## [DOCUMENT EXCERPT]
Please tell the wider orthodox Christian community to stay away from Mercer. It is a hell hole. Keep fighting the good fight.

Record these racist, abusive classroom conversations, reader. Send them to me. I’ll broadcast them wide. I did not include this professor’s name because without proof, I would not want to libel him. But if you can send in a recording of his voice, and if I can verify that it is him in a classroom setting, then I will share it with the world.

UPDATE.4:

 

Seems to me like Dr. Chanequa is divided against herself. Can you imagine being her white friend, always being regularly challenged by her about your whiteness? Dr. Chanequa appears to be obsessed with race, and the sins of others:

She’s so race-obsessed that she determined not only the motivation of the sex-obsessed mass murderer in Atlanta, but determined also that he was a white supremacist — and is so certain about her judgment that she urges people whose pastors didn’t preach about the killings to abandon their churches:

Sorry, but I don’t believe Dr. Chanequa is who she says she is. A reader disagrees, e-mailing:

I have read your essays and books over the years with gratitude, so I was alarmed to read your post today that went after Dr. Walker-Barnes’ prayer. Your reading of her prayer seemed to willfully misconstrue what it was intended to be.
Yes, it was a call for white Christians to consider whether we have participated in racist hatred and passivity. Yes, it was a cry for recognition that Black people have been overlooked and mistreated and abused, even within our churches, for centuries.

## [INPUT DATA]

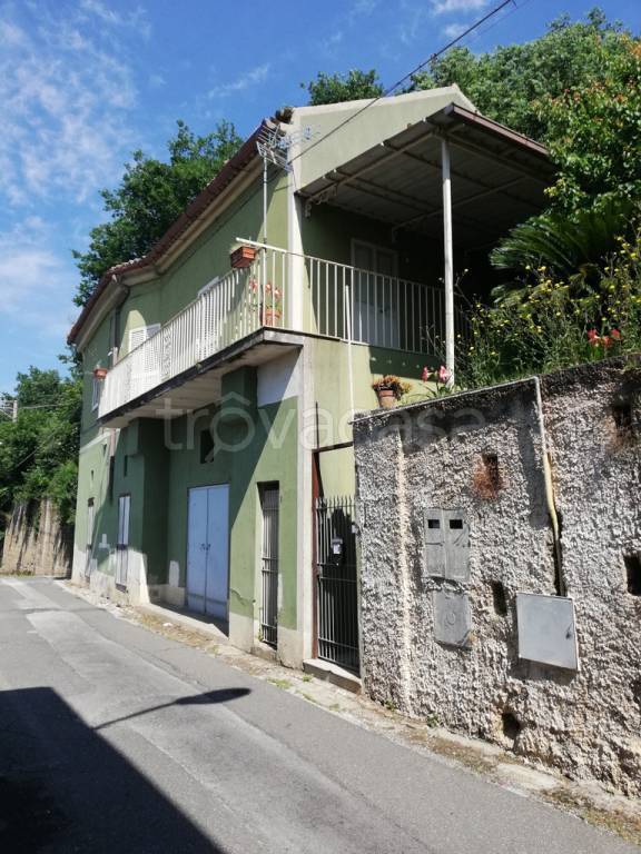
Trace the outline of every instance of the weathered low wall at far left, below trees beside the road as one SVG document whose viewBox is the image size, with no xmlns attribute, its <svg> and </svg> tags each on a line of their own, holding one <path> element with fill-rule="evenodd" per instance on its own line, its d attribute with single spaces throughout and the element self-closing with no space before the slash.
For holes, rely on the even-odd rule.
<svg viewBox="0 0 641 854">
<path fill-rule="evenodd" d="M 18 504 L 4 533 L 0 574 L 71 575 L 73 534 L 48 498 Z"/>
</svg>

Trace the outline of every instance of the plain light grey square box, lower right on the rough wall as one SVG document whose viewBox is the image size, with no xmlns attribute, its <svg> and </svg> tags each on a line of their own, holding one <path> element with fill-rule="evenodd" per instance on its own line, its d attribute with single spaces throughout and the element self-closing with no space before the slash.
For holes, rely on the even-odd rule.
<svg viewBox="0 0 641 854">
<path fill-rule="evenodd" d="M 579 669 L 574 602 L 566 596 L 516 594 L 519 657 Z"/>
</svg>

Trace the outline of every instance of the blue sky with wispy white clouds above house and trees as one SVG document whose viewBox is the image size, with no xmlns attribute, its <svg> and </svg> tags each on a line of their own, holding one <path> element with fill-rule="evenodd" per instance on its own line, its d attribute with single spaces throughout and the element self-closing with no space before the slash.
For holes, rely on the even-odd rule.
<svg viewBox="0 0 641 854">
<path fill-rule="evenodd" d="M 185 119 L 246 135 L 318 71 L 376 68 L 384 83 L 497 0 L 0 0 L 0 391 L 56 367 L 77 309 L 71 249 L 102 217 L 99 190 L 135 148 L 161 155 Z M 516 0 L 465 43 L 542 33 L 581 0 Z M 638 30 L 639 0 L 601 3 Z"/>
</svg>

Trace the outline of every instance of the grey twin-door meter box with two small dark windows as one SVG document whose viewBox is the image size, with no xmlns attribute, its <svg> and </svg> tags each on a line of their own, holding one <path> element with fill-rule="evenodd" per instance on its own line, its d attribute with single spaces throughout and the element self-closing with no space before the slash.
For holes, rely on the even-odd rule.
<svg viewBox="0 0 641 854">
<path fill-rule="evenodd" d="M 441 507 L 424 512 L 424 555 L 426 575 L 470 580 L 470 526 L 462 510 Z"/>
</svg>

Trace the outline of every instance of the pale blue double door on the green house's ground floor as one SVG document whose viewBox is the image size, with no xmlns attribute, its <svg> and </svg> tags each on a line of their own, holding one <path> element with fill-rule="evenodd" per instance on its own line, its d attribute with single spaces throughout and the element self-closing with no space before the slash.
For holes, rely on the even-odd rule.
<svg viewBox="0 0 641 854">
<path fill-rule="evenodd" d="M 227 619 L 229 598 L 229 487 L 189 489 L 187 606 Z"/>
</svg>

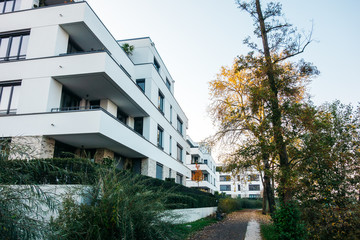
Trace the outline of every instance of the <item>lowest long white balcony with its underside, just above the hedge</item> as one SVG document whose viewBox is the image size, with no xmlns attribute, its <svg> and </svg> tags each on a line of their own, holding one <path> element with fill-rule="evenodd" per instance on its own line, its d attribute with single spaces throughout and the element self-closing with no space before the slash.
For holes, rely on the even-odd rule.
<svg viewBox="0 0 360 240">
<path fill-rule="evenodd" d="M 66 111 L 65 111 L 66 110 Z M 76 148 L 107 148 L 129 158 L 151 158 L 186 177 L 189 169 L 102 108 L 1 115 L 4 137 L 47 136 Z"/>
</svg>

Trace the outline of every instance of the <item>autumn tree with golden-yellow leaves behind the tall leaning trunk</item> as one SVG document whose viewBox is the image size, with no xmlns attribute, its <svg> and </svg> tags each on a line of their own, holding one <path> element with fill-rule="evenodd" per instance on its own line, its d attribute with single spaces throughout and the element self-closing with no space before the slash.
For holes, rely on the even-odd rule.
<svg viewBox="0 0 360 240">
<path fill-rule="evenodd" d="M 241 68 L 250 59 L 252 67 Z M 273 212 L 275 201 L 270 178 L 275 177 L 272 168 L 275 167 L 277 155 L 271 127 L 272 96 L 264 64 L 262 56 L 250 53 L 246 57 L 239 57 L 231 68 L 223 67 L 217 79 L 210 82 L 210 109 L 219 129 L 213 140 L 236 144 L 236 150 L 227 155 L 228 170 L 255 166 L 263 171 L 265 196 L 270 212 Z M 302 70 L 304 64 L 279 62 L 274 65 L 278 76 L 279 105 L 286 120 L 285 139 L 289 145 L 296 142 L 299 129 L 291 127 L 297 125 L 294 112 L 303 111 L 301 103 L 305 88 L 313 76 L 313 72 Z"/>
</svg>

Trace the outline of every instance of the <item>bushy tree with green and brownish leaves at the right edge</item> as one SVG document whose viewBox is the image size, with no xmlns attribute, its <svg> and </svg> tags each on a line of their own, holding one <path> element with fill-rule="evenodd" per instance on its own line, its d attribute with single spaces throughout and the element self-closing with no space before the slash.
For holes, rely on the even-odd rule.
<svg viewBox="0 0 360 240">
<path fill-rule="evenodd" d="M 308 115 L 296 198 L 312 239 L 360 236 L 360 114 L 339 101 Z"/>
</svg>

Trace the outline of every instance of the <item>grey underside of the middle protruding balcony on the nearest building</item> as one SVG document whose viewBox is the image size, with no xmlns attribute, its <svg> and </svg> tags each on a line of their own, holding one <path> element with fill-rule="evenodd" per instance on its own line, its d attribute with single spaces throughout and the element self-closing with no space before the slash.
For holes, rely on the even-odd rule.
<svg viewBox="0 0 360 240">
<path fill-rule="evenodd" d="M 90 101 L 110 99 L 122 112 L 129 116 L 148 116 L 126 92 L 119 86 L 113 84 L 105 73 L 57 76 L 54 78 L 80 98 Z M 139 94 L 142 94 L 140 90 Z"/>
</svg>

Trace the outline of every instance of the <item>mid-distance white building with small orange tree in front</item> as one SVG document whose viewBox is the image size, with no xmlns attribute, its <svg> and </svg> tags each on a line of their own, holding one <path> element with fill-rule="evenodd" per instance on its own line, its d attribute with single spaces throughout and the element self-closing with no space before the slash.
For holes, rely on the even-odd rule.
<svg viewBox="0 0 360 240">
<path fill-rule="evenodd" d="M 186 157 L 186 165 L 191 170 L 191 179 L 186 180 L 186 186 L 214 194 L 215 191 L 218 191 L 218 184 L 216 181 L 216 164 L 211 156 L 210 147 L 192 141 L 189 136 L 187 142 L 190 145 L 190 153 Z M 196 166 L 202 172 L 202 181 L 195 181 L 195 173 L 198 170 Z"/>
</svg>

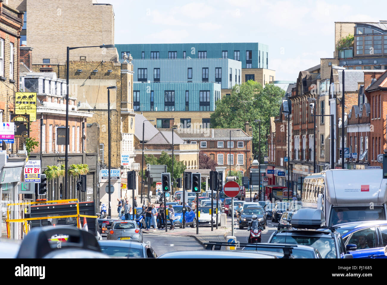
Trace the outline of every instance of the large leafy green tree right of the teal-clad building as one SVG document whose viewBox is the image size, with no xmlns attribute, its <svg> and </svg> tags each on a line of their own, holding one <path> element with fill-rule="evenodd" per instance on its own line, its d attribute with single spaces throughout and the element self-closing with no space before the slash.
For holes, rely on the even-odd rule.
<svg viewBox="0 0 387 285">
<path fill-rule="evenodd" d="M 248 121 L 253 128 L 253 154 L 258 155 L 259 123 L 261 121 L 261 163 L 264 161 L 267 131 L 270 117 L 279 115 L 279 108 L 285 91 L 273 84 L 265 88 L 258 82 L 249 80 L 242 85 L 235 85 L 230 96 L 224 96 L 216 102 L 216 109 L 211 114 L 213 128 L 241 128 L 245 130 Z"/>
</svg>

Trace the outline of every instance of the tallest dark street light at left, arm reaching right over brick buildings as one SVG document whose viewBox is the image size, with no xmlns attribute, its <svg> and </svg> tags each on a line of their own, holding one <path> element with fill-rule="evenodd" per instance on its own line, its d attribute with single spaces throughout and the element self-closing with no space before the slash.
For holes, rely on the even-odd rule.
<svg viewBox="0 0 387 285">
<path fill-rule="evenodd" d="M 67 47 L 67 62 L 66 62 L 66 86 L 67 86 L 67 92 L 66 92 L 66 151 L 65 151 L 65 199 L 67 199 L 67 169 L 68 169 L 68 147 L 70 144 L 70 138 L 67 134 L 70 133 L 68 130 L 68 69 L 70 66 L 69 58 L 70 58 L 70 50 L 75 50 L 77 48 L 91 48 L 91 47 L 99 47 L 99 48 L 107 48 L 109 50 L 114 49 L 114 45 L 93 45 L 90 47 Z M 109 173 L 110 175 L 110 173 Z M 110 189 L 109 189 L 110 190 Z M 110 205 L 109 205 L 110 207 Z"/>
</svg>

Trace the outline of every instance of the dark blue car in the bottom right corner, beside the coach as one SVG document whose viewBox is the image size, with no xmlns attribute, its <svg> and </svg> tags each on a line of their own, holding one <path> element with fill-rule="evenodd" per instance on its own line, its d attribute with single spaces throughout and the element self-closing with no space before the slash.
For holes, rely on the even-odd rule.
<svg viewBox="0 0 387 285">
<path fill-rule="evenodd" d="M 387 258 L 387 221 L 361 221 L 336 225 L 344 245 L 356 245 L 353 258 Z"/>
</svg>

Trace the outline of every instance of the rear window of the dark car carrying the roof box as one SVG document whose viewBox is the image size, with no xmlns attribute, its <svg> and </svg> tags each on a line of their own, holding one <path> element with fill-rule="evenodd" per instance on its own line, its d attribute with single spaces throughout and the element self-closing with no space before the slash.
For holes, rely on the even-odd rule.
<svg viewBox="0 0 387 285">
<path fill-rule="evenodd" d="M 303 237 L 295 235 L 276 235 L 271 244 L 309 245 L 320 252 L 322 258 L 336 258 L 336 247 L 332 237 Z"/>
</svg>

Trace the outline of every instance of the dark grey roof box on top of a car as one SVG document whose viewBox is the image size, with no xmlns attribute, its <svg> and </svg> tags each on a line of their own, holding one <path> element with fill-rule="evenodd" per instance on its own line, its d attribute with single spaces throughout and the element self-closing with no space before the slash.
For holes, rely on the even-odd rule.
<svg viewBox="0 0 387 285">
<path fill-rule="evenodd" d="M 319 209 L 300 209 L 290 223 L 294 228 L 318 229 L 325 224 L 325 216 Z"/>
</svg>

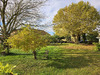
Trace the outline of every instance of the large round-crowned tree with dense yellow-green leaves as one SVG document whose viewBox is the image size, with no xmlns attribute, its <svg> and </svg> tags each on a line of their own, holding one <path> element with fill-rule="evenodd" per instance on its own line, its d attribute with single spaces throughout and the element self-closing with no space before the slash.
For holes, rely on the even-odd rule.
<svg viewBox="0 0 100 75">
<path fill-rule="evenodd" d="M 54 16 L 53 29 L 57 35 L 71 35 L 79 42 L 80 35 L 91 33 L 99 24 L 100 15 L 89 2 L 80 1 L 62 8 Z"/>
</svg>

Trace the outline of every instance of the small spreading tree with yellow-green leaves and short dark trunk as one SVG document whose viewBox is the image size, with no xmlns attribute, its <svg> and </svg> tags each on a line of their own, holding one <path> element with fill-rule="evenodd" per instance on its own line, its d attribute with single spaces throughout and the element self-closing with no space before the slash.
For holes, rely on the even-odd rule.
<svg viewBox="0 0 100 75">
<path fill-rule="evenodd" d="M 37 29 L 32 29 L 27 26 L 19 31 L 16 35 L 10 36 L 7 43 L 12 48 L 21 49 L 24 51 L 32 50 L 34 58 L 36 57 L 36 49 L 47 45 L 48 40 L 45 35 L 42 35 Z"/>
</svg>

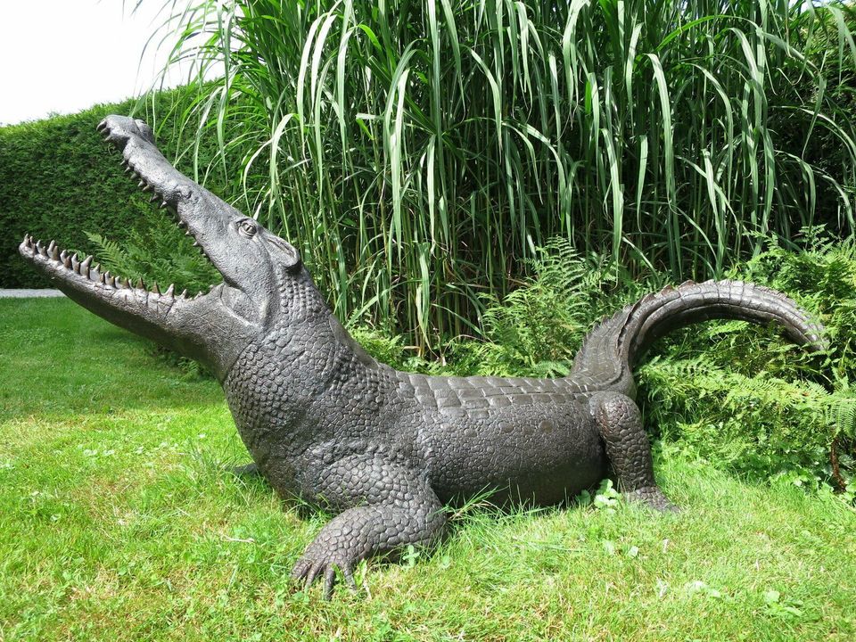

## [YOUR ASSIGNMENT]
Sum up the excerpt above about Mercer and Dr. Chanequa in two sentences.

## [RESULT]
The writer urges the wider orthodox Christian community to stay away from Mercer and asks readers to send recordings of racist, abusive classroom conversations, noting that the professor's name was left out to avoid libel without proof. In an update, the writer says Dr. Chanequa appears obsessed with race and doubts she is who she says she is, while a reader e-mails to disagree, saying the post willfully misconstrued Dr. Walker-Barnes' prayer.